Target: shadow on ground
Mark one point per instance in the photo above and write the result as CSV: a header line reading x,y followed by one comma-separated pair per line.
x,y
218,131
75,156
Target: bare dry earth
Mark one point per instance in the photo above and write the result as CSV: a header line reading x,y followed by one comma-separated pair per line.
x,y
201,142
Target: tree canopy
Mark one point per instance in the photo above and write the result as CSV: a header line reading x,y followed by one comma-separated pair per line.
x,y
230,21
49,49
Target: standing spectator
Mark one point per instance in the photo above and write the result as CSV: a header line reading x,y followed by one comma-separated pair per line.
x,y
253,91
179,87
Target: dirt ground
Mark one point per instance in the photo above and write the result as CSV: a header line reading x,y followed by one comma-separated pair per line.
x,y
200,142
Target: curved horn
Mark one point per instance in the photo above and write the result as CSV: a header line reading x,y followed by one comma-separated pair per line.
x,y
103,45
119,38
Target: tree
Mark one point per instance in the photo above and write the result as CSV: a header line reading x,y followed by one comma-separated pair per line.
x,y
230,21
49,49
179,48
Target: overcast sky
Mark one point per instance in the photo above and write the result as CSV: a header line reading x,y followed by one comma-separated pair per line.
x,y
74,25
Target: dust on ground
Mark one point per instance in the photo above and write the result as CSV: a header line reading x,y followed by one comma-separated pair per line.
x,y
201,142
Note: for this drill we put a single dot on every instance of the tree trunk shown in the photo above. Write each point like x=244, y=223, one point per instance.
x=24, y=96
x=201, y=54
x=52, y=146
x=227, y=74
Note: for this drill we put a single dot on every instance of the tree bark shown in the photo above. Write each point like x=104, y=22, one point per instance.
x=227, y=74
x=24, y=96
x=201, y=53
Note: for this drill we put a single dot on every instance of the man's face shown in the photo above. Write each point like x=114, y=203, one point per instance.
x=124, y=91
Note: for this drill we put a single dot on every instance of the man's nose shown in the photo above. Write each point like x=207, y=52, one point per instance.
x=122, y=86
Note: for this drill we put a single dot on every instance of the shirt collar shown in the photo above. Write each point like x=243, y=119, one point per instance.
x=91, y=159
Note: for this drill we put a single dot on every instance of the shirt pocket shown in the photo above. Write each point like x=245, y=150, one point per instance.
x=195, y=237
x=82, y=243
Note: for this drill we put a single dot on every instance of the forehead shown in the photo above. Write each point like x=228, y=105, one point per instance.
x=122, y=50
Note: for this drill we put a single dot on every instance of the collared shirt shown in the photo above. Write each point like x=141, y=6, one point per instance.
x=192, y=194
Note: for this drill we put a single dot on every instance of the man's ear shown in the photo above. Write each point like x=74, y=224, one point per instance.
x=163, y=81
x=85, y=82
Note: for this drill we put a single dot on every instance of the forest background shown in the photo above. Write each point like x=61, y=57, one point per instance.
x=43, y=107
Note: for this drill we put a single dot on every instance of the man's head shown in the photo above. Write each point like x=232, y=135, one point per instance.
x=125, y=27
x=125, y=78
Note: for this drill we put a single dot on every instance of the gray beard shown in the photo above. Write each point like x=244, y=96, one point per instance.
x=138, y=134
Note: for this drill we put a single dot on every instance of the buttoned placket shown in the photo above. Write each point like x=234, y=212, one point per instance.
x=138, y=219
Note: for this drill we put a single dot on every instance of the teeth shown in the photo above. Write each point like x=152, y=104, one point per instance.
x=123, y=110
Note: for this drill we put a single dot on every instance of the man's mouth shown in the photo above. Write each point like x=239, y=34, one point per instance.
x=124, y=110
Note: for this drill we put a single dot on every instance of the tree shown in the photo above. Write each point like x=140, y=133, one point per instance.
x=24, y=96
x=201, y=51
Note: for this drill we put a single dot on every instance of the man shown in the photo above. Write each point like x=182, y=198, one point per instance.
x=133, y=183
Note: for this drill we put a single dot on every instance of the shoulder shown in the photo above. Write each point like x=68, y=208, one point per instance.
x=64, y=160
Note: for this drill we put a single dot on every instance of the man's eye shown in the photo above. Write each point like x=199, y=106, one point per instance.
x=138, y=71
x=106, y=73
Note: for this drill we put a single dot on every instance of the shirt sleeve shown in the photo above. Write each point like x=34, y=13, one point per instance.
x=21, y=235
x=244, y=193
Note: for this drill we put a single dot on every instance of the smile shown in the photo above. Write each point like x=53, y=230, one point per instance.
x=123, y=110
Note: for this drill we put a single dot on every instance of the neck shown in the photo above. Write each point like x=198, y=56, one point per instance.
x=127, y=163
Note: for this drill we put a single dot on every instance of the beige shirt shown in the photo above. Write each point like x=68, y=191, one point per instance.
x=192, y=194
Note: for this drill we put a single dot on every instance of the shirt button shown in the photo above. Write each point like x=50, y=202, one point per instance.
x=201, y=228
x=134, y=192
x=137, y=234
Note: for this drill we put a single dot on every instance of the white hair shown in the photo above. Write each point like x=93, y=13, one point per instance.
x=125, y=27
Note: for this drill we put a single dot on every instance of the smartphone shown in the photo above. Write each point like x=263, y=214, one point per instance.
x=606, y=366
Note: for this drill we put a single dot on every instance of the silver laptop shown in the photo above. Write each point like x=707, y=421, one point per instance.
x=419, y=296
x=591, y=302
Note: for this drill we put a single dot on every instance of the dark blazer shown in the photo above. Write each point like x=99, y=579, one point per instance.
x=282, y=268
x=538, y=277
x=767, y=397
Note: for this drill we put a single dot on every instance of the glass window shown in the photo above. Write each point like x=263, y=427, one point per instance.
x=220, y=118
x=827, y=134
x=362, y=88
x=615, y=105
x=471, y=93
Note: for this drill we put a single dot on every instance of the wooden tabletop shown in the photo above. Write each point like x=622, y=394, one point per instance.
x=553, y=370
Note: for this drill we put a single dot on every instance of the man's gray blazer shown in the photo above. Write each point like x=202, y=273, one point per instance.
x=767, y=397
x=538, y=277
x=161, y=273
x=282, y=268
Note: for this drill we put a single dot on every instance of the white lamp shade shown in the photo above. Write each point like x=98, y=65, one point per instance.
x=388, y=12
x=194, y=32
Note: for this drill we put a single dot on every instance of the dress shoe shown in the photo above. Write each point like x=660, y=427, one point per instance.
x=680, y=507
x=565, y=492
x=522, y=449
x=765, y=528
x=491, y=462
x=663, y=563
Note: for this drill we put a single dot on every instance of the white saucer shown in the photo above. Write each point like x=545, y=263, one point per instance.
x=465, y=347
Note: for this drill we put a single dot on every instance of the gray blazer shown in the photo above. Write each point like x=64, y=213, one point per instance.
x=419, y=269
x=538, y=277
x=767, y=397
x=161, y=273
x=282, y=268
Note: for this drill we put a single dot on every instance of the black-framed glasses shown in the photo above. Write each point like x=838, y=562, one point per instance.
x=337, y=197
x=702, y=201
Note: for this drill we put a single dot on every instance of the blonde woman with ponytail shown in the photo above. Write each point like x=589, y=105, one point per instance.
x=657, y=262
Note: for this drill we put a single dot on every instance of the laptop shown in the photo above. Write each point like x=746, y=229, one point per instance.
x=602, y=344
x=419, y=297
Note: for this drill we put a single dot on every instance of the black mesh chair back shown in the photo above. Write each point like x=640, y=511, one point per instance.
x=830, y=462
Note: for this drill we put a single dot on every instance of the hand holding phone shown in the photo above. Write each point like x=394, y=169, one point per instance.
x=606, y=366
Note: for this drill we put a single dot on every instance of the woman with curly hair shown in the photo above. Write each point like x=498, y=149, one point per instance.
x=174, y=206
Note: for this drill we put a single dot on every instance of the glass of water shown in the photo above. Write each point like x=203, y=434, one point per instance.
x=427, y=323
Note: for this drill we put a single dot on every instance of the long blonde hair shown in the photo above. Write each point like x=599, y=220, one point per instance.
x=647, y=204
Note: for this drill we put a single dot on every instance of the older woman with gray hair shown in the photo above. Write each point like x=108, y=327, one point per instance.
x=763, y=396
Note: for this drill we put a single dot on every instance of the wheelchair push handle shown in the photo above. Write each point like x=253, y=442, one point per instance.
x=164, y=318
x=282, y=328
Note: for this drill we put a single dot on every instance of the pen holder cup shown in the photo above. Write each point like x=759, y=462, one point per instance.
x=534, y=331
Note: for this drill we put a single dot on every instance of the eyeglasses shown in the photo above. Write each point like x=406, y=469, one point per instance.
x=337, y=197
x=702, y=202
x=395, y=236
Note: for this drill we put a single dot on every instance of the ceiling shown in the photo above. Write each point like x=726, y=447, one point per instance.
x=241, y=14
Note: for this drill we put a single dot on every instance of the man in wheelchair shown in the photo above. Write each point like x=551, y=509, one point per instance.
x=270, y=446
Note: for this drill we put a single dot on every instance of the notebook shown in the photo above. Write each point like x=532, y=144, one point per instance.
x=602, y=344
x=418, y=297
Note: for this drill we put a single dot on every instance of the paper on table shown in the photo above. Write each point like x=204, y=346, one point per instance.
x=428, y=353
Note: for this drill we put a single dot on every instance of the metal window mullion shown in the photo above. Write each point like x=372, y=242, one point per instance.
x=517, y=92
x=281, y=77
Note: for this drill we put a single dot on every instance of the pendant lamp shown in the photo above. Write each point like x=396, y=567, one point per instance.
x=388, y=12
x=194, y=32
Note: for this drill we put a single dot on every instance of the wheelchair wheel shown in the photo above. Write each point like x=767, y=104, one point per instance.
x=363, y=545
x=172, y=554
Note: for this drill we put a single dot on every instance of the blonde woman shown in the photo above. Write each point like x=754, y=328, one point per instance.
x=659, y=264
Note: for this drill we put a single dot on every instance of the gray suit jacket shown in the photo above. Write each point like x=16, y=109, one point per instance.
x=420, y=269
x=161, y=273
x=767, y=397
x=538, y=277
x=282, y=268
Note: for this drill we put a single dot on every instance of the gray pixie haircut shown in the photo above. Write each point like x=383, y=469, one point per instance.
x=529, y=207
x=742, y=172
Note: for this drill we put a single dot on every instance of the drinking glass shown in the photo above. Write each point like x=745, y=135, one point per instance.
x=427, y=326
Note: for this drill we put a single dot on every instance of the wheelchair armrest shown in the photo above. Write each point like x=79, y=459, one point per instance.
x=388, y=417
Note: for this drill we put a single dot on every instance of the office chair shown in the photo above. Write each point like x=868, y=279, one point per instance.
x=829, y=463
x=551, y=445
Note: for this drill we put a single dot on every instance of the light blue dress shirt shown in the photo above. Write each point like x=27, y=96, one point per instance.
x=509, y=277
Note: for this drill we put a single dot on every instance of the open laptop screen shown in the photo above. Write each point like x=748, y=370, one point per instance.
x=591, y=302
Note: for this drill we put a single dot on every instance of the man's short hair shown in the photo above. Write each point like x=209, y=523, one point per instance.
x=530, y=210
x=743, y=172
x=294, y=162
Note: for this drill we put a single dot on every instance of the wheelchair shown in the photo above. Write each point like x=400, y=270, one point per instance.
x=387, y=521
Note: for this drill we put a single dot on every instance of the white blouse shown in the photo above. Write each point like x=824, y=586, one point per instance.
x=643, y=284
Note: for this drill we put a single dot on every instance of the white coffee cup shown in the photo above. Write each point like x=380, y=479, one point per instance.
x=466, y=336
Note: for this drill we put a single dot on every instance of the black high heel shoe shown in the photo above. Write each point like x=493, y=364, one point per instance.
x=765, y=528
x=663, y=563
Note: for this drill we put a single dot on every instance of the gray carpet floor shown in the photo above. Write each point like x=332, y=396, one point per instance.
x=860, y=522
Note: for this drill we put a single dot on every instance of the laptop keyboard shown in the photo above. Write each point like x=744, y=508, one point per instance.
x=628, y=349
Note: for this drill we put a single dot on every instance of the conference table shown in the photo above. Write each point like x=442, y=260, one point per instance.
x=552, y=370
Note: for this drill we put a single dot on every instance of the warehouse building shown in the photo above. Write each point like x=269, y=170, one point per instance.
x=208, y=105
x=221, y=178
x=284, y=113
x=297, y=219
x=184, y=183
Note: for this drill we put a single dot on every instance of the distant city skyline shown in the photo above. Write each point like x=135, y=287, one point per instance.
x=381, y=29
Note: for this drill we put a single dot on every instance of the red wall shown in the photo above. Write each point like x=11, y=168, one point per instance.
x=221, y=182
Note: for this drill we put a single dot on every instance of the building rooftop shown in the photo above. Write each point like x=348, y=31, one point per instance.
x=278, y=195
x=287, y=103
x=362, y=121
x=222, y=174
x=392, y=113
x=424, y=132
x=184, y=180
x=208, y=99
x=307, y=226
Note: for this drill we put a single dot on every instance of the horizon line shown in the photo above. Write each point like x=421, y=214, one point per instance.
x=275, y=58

○ ○ ○ ○ ○

## [Set exercise]
Go back to the data above and please quote exactly, and only, the lines from the line with "y=31, one point per instance." through its last line.

## [Answer to this task]
Note: for this drill we put a single dot on every instance of the building rooftop shown in the photo above. Write each point like x=348, y=31, one point per instance.
x=278, y=195
x=287, y=103
x=362, y=121
x=222, y=174
x=392, y=113
x=424, y=132
x=184, y=180
x=208, y=99
x=307, y=226
Note: for this drill we put a single dot on every instance of the horizon line shown in the photo above. Write each point like x=421, y=214, one point per instance.
x=275, y=58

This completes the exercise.